_Your assignment:_ Exact reproduction of all the data is needed.

_Dataset content:_

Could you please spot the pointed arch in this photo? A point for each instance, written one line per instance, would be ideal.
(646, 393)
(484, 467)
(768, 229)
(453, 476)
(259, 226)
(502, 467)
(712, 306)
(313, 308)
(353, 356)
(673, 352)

_Worked solution:_
Could you please spot the pointed arch in this photo? A point for each instance, written one line per instance, would be ideal.
(646, 393)
(484, 467)
(768, 229)
(453, 476)
(259, 226)
(502, 467)
(712, 306)
(313, 308)
(353, 356)
(673, 352)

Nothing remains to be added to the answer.